Archives for category: Spain

Previous to this past weekend, if I had been stuck with the word “Carnaval” during a round of Taboo, I would have been limited to the words Venetian masks, New Orleans beads and Brazil to describe this festival to my fellow players. My concept of Carnaval was limited to its popular manifestations widely known in the U.S. Unbeknown to me, Carnaval is also celebrated in Spain. Certain cities are more famous for their Carnaval celebrations, and draw huge crowds, such as the Carnaval in Cádiz. Others are mostly local celebrations, like the one in Valverde del Camino, the tiny pueblo where Julia teaches. Julia and I had the opportunity to witness both of these distinct Carnavals during this past weekend and walked away with a bevy of new buzz words to describe Carnaval.

We first attended the one in Valverde del Camino, which was celebrated on the night of March 4. Julia had been told since September that this night of Carnaval when the town turns upside-down was not an event to be missed. We cobbled together costumes, as per the required dress code for Carnaval, and set off to see what we could see in Valverde…

Valverde’s celebrations kick off with a parade in the streets. Giant floats blaring music overflow with crowds of people. Julia and I estimate less than 3% of the people in the streets were NOT in costume.

Pirate was a popular costume choice. So was anything involving cross-dressing, such as the pictured male bride. Julia and I estimate about 1/3 of the men cross-dressed.

Julia ran into some of her students and fellow teachers at the Carnaval!

Middle Eastern costumes were also popular. In fact, we saw quite a few “Middle Eastern terrorists.” I thought it was interesting to see a costume that would be so taboo in the United States be completely accepted in a different cultural context.

Valverde’s parade ended in the town’s old train station, which had been converted into a dance hall, complete with bar and live music! This group was one of our favorites they made these scuba diver costumes completely out of household materials!

Found a cow to go with my cowgirl costume!

There was a large chocolate y churros tent outside of the old train station, providing all-night revelers with fuel. Julia and I left the station at 5:30am, and people were still dancing away!

####################

Exercise tasks:
[A] Would you update the Carnaval post from "Pirate was a" to "different cultural context.", putting "Sailor" where it says "Pirate"?
[B] In the Carnaval post, which words would the writer have been limited to when describing Carnaval during a round of Taboo?

Dataset rows:

####################

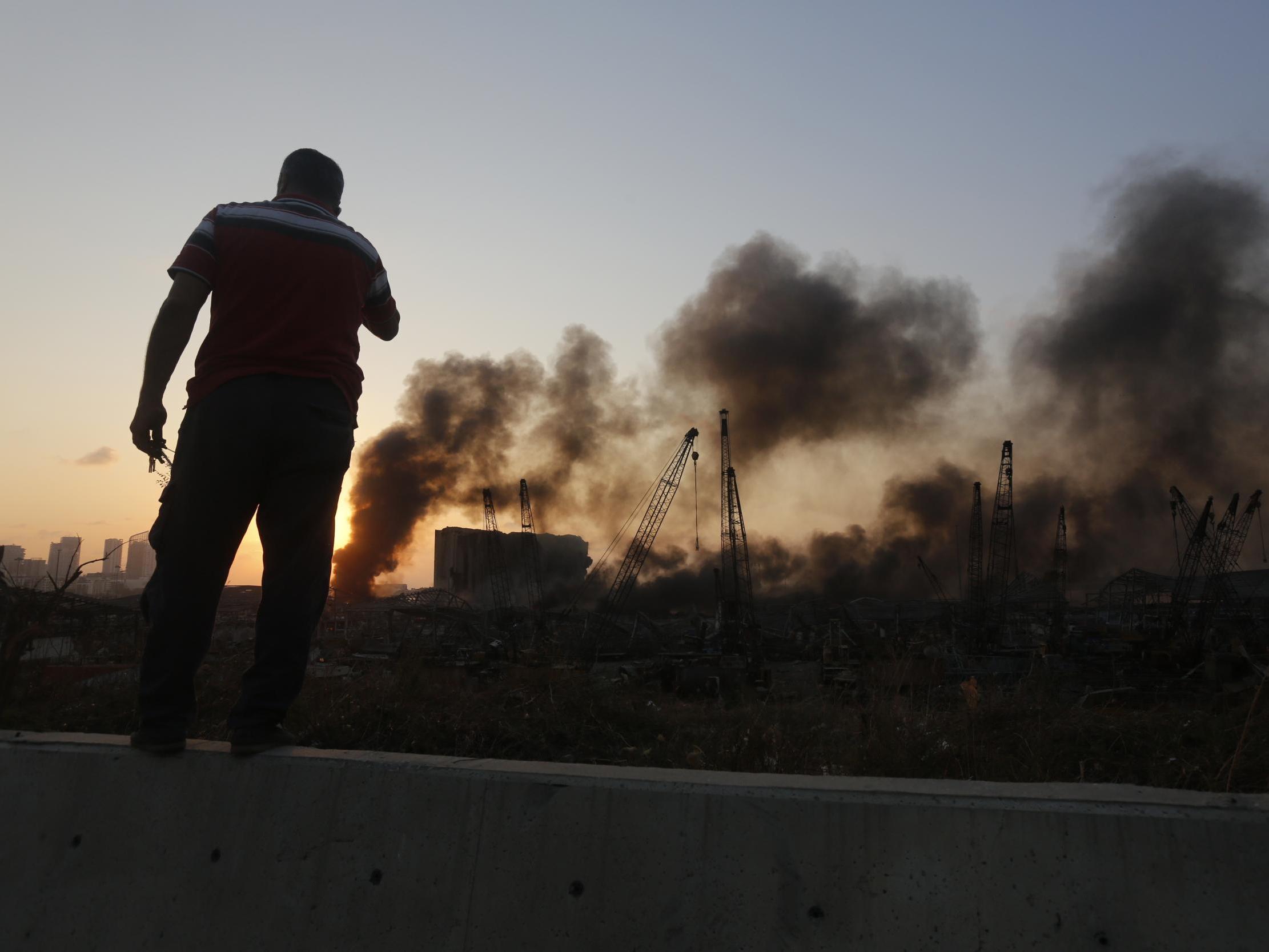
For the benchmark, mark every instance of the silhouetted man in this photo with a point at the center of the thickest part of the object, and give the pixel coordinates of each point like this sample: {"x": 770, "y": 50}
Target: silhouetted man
{"x": 268, "y": 432}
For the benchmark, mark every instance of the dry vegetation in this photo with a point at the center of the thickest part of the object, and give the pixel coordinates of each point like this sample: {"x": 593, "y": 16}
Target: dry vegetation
{"x": 1021, "y": 734}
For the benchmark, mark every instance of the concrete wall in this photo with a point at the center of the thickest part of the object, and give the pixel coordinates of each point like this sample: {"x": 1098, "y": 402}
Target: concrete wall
{"x": 112, "y": 850}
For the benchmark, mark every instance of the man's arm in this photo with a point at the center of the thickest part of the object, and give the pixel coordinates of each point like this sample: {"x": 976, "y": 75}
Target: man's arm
{"x": 168, "y": 339}
{"x": 387, "y": 328}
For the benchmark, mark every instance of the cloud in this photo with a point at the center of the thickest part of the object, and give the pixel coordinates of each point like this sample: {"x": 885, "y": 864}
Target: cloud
{"x": 102, "y": 456}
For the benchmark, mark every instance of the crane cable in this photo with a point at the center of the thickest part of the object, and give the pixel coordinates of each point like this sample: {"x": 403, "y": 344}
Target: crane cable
{"x": 696, "y": 497}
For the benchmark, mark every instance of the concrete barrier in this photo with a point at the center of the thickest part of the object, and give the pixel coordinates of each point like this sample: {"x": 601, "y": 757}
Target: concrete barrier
{"x": 106, "y": 848}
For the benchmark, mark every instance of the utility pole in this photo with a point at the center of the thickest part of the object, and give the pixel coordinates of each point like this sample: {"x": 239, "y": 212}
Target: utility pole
{"x": 531, "y": 551}
{"x": 496, "y": 565}
{"x": 1002, "y": 543}
{"x": 662, "y": 494}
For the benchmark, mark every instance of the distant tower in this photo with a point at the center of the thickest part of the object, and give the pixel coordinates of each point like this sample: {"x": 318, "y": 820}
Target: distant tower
{"x": 112, "y": 556}
{"x": 1060, "y": 554}
{"x": 64, "y": 557}
{"x": 736, "y": 587}
{"x": 141, "y": 557}
{"x": 1002, "y": 545}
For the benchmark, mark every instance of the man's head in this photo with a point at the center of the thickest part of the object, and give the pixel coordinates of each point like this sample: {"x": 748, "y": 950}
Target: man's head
{"x": 310, "y": 173}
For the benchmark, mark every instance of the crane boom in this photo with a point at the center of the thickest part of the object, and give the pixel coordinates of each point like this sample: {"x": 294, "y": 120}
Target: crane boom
{"x": 662, "y": 494}
{"x": 496, "y": 563}
{"x": 1224, "y": 559}
{"x": 531, "y": 550}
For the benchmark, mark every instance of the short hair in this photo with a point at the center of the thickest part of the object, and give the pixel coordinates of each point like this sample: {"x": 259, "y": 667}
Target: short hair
{"x": 316, "y": 174}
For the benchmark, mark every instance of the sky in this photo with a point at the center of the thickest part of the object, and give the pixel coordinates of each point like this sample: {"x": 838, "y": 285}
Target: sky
{"x": 524, "y": 167}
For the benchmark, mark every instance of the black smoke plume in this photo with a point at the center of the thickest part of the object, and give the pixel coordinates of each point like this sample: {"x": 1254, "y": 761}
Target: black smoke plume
{"x": 815, "y": 355}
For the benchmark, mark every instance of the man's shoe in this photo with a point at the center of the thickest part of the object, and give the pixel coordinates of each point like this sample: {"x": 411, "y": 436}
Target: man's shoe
{"x": 155, "y": 742}
{"x": 256, "y": 740}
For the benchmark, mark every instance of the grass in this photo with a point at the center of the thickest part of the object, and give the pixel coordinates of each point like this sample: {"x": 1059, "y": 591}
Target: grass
{"x": 1023, "y": 734}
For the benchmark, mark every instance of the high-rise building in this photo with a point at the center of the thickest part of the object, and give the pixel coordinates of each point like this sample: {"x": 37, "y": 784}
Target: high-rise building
{"x": 112, "y": 556}
{"x": 461, "y": 564}
{"x": 9, "y": 557}
{"x": 32, "y": 574}
{"x": 64, "y": 557}
{"x": 141, "y": 557}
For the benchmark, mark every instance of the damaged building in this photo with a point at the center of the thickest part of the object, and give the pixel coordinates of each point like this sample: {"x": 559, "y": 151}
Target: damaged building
{"x": 462, "y": 564}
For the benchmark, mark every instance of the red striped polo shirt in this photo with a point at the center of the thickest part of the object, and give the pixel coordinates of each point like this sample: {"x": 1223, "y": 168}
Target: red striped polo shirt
{"x": 291, "y": 284}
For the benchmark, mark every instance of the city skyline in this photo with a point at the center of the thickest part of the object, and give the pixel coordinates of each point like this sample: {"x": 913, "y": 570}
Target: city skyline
{"x": 575, "y": 166}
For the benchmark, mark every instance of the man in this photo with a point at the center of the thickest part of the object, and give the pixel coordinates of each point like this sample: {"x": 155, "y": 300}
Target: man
{"x": 268, "y": 432}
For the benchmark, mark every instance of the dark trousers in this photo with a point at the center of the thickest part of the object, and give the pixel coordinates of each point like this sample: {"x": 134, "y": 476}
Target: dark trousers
{"x": 268, "y": 446}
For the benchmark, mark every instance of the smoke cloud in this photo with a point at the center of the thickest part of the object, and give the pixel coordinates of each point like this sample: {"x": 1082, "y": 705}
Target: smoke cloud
{"x": 816, "y": 355}
{"x": 1150, "y": 369}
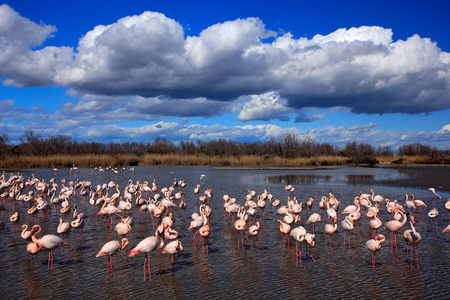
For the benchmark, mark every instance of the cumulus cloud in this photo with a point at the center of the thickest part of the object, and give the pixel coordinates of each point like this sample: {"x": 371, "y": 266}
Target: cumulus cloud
{"x": 148, "y": 56}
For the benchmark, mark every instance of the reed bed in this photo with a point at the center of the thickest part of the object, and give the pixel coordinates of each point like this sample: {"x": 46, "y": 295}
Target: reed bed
{"x": 120, "y": 160}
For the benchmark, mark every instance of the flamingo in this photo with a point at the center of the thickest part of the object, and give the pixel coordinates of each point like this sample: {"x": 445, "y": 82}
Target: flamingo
{"x": 418, "y": 202}
{"x": 170, "y": 233}
{"x": 240, "y": 226}
{"x": 2, "y": 227}
{"x": 394, "y": 226}
{"x": 347, "y": 225}
{"x": 15, "y": 219}
{"x": 374, "y": 245}
{"x": 298, "y": 233}
{"x": 109, "y": 210}
{"x": 434, "y": 213}
{"x": 78, "y": 225}
{"x": 196, "y": 223}
{"x": 48, "y": 241}
{"x": 309, "y": 241}
{"x": 330, "y": 229}
{"x": 63, "y": 228}
{"x": 409, "y": 204}
{"x": 204, "y": 233}
{"x": 447, "y": 206}
{"x": 172, "y": 248}
{"x": 285, "y": 228}
{"x": 26, "y": 234}
{"x": 146, "y": 246}
{"x": 413, "y": 238}
{"x": 375, "y": 223}
{"x": 111, "y": 248}
{"x": 446, "y": 229}
{"x": 254, "y": 231}
{"x": 122, "y": 228}
{"x": 314, "y": 218}
{"x": 377, "y": 198}
{"x": 433, "y": 190}
{"x": 33, "y": 249}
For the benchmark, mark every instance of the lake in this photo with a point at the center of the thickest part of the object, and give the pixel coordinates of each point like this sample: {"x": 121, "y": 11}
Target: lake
{"x": 269, "y": 271}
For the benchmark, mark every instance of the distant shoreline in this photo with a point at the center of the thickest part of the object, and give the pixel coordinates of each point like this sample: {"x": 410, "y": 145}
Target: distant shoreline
{"x": 221, "y": 162}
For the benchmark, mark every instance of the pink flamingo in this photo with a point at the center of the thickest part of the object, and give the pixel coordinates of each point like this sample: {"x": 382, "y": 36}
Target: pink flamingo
{"x": 2, "y": 227}
{"x": 447, "y": 206}
{"x": 26, "y": 234}
{"x": 413, "y": 238}
{"x": 48, "y": 241}
{"x": 314, "y": 218}
{"x": 375, "y": 223}
{"x": 63, "y": 228}
{"x": 109, "y": 210}
{"x": 254, "y": 231}
{"x": 309, "y": 241}
{"x": 330, "y": 229}
{"x": 111, "y": 248}
{"x": 433, "y": 190}
{"x": 33, "y": 249}
{"x": 204, "y": 233}
{"x": 347, "y": 225}
{"x": 285, "y": 228}
{"x": 419, "y": 203}
{"x": 78, "y": 225}
{"x": 298, "y": 233}
{"x": 146, "y": 246}
{"x": 374, "y": 245}
{"x": 240, "y": 226}
{"x": 394, "y": 226}
{"x": 434, "y": 213}
{"x": 172, "y": 248}
{"x": 15, "y": 219}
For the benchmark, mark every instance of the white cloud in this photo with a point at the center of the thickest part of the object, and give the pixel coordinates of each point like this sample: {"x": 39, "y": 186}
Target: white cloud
{"x": 147, "y": 55}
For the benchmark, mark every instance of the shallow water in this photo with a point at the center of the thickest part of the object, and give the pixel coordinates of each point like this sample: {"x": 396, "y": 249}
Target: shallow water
{"x": 226, "y": 273}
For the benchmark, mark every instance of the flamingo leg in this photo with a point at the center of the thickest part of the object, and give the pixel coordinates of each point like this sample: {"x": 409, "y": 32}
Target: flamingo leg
{"x": 149, "y": 270}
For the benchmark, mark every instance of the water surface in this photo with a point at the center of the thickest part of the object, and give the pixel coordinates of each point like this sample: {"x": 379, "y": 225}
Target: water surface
{"x": 226, "y": 273}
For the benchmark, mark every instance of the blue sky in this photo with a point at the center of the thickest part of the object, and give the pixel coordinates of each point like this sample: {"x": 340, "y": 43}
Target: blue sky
{"x": 372, "y": 71}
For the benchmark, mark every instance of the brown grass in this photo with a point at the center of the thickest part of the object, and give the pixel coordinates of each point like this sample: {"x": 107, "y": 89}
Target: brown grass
{"x": 191, "y": 160}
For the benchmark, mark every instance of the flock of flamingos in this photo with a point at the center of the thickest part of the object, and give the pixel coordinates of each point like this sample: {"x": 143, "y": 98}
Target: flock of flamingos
{"x": 49, "y": 201}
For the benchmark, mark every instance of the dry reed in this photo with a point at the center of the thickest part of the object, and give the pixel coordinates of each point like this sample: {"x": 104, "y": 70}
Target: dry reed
{"x": 118, "y": 160}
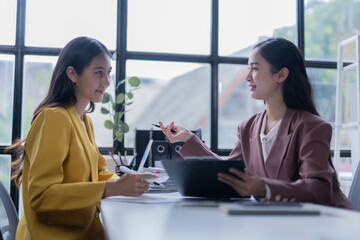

####################

Answers in order:
[A]
Sailor was a popular costume choice. So was anything involving cross-dressing, such as the pictured male bride. Julia and I estimate about 1/3 of the men cross-dressed.

Julia ran into some of her students and fellow teachers at the Carnaval!

Middle Eastern costumes were also popular. In fact, we saw quite a few “Middle Eastern terrorists.” I thought it was interesting to see a costume that would be so taboo in the United States be completely accepted in a different cultural context.

[B] Venetian masks, New Orleans beads, and Brazil